**Work to be completed:**
List every line of the listing that contains the word "ceiling", matching case exactly.

**Dataset content:**
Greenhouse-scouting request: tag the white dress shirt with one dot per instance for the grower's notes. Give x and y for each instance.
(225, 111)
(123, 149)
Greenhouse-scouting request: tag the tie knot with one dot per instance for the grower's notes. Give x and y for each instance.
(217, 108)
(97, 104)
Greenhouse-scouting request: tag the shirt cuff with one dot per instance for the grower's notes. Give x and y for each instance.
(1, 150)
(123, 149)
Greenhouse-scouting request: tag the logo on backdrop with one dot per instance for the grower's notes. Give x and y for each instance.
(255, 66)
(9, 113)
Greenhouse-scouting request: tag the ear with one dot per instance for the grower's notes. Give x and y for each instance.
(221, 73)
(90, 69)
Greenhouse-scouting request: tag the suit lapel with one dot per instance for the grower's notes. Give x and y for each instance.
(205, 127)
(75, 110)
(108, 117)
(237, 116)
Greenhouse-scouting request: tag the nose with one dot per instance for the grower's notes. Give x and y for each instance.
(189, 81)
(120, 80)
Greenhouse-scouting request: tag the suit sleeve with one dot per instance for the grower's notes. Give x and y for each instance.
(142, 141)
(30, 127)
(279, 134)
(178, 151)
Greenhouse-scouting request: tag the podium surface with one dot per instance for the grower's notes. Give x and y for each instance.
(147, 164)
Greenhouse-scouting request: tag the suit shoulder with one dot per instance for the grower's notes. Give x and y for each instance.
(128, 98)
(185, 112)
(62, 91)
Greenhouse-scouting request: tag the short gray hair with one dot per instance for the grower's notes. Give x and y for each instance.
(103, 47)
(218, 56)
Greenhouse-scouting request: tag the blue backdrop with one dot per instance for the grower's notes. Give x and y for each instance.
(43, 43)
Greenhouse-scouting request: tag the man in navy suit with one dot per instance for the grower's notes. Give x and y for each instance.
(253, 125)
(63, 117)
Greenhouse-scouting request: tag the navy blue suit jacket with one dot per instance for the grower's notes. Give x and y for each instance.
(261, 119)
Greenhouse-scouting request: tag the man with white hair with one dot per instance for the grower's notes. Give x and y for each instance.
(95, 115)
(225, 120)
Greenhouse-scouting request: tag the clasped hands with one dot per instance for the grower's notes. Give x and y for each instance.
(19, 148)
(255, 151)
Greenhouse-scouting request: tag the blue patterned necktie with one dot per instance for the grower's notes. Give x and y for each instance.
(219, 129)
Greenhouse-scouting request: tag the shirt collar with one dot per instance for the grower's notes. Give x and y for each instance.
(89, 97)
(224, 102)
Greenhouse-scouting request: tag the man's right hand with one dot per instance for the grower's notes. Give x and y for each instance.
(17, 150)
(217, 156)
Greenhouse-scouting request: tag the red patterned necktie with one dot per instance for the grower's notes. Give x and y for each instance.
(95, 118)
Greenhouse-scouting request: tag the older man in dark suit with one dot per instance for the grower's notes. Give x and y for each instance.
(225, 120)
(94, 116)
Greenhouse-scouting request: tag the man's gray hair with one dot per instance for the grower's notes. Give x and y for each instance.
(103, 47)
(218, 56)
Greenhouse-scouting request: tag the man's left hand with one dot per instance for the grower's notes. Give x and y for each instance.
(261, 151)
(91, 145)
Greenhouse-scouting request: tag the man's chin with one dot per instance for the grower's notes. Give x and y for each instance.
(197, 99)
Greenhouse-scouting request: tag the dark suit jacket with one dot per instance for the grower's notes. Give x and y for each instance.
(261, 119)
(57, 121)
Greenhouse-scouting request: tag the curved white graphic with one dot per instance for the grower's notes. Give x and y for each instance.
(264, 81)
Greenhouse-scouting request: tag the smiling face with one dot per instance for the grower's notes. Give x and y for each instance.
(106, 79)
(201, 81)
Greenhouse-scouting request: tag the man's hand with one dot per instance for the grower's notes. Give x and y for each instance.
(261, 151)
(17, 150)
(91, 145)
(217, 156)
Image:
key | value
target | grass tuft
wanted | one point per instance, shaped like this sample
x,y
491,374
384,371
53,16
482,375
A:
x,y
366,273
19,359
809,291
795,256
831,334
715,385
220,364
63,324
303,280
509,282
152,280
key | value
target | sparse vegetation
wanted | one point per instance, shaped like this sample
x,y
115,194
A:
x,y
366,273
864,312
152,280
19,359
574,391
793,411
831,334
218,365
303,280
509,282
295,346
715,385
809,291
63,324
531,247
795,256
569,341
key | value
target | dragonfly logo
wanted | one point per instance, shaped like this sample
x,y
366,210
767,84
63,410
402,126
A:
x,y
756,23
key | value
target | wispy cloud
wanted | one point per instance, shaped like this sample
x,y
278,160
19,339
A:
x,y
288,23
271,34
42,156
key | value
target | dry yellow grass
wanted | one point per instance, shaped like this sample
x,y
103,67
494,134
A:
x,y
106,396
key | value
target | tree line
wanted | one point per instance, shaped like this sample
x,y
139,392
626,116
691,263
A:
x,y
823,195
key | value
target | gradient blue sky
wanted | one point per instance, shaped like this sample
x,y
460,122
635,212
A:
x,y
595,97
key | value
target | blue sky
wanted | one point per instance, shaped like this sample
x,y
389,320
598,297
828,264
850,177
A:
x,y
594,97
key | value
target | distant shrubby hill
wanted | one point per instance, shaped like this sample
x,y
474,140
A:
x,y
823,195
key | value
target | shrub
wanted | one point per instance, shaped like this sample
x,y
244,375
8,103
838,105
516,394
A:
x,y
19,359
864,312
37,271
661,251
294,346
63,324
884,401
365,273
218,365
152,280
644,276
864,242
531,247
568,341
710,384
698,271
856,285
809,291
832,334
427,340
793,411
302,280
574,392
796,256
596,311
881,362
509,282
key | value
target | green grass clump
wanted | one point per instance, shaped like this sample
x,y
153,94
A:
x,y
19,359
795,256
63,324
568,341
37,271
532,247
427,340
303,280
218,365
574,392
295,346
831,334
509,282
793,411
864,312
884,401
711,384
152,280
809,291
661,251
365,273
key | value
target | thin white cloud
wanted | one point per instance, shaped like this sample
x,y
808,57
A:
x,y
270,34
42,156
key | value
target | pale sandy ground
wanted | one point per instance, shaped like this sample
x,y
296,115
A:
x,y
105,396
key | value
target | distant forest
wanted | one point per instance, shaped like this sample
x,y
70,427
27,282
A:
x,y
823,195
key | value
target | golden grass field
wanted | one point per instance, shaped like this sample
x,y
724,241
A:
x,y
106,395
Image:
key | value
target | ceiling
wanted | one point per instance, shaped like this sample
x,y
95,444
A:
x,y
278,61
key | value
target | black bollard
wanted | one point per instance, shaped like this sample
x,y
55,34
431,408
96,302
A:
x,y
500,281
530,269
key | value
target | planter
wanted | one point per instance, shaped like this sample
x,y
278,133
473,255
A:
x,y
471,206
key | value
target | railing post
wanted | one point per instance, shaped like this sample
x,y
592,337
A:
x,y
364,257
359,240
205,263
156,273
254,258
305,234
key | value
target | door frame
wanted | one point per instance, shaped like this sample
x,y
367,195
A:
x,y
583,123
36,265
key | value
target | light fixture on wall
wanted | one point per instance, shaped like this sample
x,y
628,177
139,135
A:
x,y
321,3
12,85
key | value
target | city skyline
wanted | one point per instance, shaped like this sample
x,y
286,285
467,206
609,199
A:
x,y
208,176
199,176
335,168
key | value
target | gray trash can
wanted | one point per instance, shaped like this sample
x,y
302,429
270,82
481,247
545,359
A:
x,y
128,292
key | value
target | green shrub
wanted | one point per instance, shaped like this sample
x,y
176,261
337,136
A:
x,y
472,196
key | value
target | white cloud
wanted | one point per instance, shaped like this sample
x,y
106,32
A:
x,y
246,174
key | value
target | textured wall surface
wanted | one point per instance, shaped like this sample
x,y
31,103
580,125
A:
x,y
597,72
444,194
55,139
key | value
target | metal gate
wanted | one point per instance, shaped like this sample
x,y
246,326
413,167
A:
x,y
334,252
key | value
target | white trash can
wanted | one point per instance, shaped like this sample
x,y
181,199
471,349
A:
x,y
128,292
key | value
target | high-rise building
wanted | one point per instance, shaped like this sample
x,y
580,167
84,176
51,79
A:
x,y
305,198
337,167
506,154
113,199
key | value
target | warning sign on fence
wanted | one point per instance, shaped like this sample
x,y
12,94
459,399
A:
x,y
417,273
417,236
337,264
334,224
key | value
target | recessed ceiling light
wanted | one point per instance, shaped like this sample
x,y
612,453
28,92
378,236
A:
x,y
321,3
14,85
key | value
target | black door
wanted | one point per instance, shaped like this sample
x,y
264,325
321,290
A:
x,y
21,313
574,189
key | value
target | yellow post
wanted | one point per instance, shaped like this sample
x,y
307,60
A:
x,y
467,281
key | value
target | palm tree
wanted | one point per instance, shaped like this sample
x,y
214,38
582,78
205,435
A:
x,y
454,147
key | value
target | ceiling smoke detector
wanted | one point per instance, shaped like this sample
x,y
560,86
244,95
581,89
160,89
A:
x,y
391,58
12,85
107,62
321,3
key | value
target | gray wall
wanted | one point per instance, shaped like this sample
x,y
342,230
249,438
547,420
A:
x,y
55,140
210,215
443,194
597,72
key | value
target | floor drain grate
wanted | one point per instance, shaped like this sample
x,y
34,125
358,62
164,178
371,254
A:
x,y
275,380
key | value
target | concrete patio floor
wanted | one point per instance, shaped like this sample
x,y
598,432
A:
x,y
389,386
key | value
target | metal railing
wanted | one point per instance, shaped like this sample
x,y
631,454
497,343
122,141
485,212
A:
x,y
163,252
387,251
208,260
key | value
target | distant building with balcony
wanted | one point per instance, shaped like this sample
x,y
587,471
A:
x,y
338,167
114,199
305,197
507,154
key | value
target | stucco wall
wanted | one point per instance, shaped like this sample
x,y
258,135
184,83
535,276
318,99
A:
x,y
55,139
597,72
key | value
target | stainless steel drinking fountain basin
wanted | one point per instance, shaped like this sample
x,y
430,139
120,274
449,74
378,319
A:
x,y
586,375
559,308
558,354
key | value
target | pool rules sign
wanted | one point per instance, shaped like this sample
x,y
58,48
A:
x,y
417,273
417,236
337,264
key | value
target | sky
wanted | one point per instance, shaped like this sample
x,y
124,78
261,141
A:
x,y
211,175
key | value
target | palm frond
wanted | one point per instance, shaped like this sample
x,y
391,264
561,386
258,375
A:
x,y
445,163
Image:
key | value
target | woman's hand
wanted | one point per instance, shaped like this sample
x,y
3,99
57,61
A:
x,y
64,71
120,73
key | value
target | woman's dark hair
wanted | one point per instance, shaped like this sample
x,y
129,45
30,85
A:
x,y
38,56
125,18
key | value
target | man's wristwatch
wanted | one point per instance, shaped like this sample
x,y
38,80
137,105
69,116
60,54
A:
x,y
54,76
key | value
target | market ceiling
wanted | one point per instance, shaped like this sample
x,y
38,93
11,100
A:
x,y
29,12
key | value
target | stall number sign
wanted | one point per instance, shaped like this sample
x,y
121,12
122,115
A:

**Answer for this exercise:**
target | ceiling
target | recessed ceiling light
target | ceiling smoke detector
target | market ceiling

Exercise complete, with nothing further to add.